TEXTO DO DOCUMENTO:
----

Coleções - Legislação - Vasco Gonçalves (lº de Maio de 1975)

VASCO GONÇALVES

(1.° DE MAIO DE 1975)

Estamos comemorando o 1.° de Maio. É um dia de unidade, de alegria pelas vitórias alcançadas. Mas é também um dia de análise dos nossos problemas, das nossas inquietações, um dia de tomada de consciência das nossas responsabilidades para vencer os obstáculos que se nos deparam.
Digo das nossas responsabilidades, pois os trabalhadores, através do seu esforço, da sua luta, têm desempenhado um papel fundamental na Revolução iniciada em 25 de Abril para libertação de todo o povo português.
Se, até agora, tem sido fundamental, a sua acção será, a partir de agora, decisiva para o avanço do processo. Repito: a acção dos trabalhadores ê decisiva para a liberdade do povo português.
E para que tomemos plena consciência, façamos uma análise clara do que se passou desde que, há um ano, comemorando o início da nossa libertação, o povo deu a sua adesão total ao 25 de Abril, mostrando claramente estar ao lado do MFA. Foi esse 1.° de Maio, sem dúvida, o dia em que se iniciou verdadeiramente a aliança Povo-MFA. A aliança que tem permitido vencer as grandes dificuldades que já passámos.

Salientemos:

A crise Palma Carlos, em que também estava envolvido o ex-general Spínola e alguns dirigentes políticos então proeminentes. Derrota das forças que queriam reduzir o 25 de Abril a simples golpe de Estado, O 28 de Setembro, primeiro ataque em forma da reacção, em que a pretexto de uma manifestação da chamada «maioria silenciosa» de apoio ao ex-general Spínola, os sectores mais reaccionários do capital monopolista e latifundista pretendiam criar condições para a tomada do poder e fazer regressar a nossa Pátria ao fascismo.
Na altura, o ex-general Spínola, no acto de renúncia ao cargo de presidente da República, pronunciou um discurso em que, criminosa e traiçoeiramente, tentou lançar portugueses contra portugueses.

----

REGISTOS FORNECIDOS:

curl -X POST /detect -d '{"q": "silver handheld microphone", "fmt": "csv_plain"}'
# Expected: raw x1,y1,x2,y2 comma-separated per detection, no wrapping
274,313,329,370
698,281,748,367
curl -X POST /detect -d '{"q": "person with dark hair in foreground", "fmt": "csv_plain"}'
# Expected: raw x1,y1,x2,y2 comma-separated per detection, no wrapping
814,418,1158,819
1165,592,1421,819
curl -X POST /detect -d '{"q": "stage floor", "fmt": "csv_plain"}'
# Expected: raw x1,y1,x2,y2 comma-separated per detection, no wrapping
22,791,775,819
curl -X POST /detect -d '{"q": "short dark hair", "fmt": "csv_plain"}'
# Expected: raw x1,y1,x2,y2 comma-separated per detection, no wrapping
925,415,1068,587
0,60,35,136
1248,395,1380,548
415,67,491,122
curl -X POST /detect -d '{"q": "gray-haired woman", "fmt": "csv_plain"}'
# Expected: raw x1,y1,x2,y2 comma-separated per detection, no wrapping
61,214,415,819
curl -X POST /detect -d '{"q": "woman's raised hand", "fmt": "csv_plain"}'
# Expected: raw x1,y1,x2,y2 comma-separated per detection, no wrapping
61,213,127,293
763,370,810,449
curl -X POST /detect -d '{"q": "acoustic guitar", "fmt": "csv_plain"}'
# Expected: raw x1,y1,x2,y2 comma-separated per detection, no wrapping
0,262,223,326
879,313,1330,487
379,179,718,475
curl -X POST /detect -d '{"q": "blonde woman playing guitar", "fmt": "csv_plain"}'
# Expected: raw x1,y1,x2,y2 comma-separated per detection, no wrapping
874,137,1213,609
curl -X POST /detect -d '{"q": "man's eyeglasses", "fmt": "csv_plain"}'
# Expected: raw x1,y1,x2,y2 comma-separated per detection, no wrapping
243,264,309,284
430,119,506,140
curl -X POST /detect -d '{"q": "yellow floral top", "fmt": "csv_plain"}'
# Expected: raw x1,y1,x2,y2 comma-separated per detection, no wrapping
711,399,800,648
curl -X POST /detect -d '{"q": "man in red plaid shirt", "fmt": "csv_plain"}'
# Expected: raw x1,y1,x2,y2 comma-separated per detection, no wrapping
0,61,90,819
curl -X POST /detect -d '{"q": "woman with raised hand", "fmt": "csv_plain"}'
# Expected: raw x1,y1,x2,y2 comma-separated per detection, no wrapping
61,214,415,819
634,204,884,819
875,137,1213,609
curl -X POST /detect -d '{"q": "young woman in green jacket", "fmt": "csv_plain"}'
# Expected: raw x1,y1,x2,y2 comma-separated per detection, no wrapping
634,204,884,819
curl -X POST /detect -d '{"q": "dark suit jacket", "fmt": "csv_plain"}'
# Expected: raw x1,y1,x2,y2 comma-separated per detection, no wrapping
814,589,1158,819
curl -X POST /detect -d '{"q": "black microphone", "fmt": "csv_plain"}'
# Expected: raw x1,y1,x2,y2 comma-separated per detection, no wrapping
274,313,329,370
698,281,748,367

----

INSTRUÇÕES DE TRABALHO:
• a. Traduza para inglês esta frase do discurso de 1.° de Maio de 1975: "É um dia de unidade, de alegria pelas vitórias alcançadas."
• b. Extraia do discurso de 1.° de Maio de 1975, sem qualquer alteração, o trecho que começa nas palavras que contêm "Estamos comemorando o" e termina em "se nos deparam.".
Os registos são material à parte, sem ligação ao texto.

SOLUÇÕES A SEGUIR:
• a. It is a day of unity, of joy for the victories achieved.

• b.
Estamos comemorando o 1.° de Maio. É um dia de unidade, de alegria pelas vitórias alcançadas. Mas é também um dia de análise dos nossos problemas, das nossas inquietações, um dia de tomada de consciência das nossas responsabilidades para vencer os obstáculos que se nos deparam.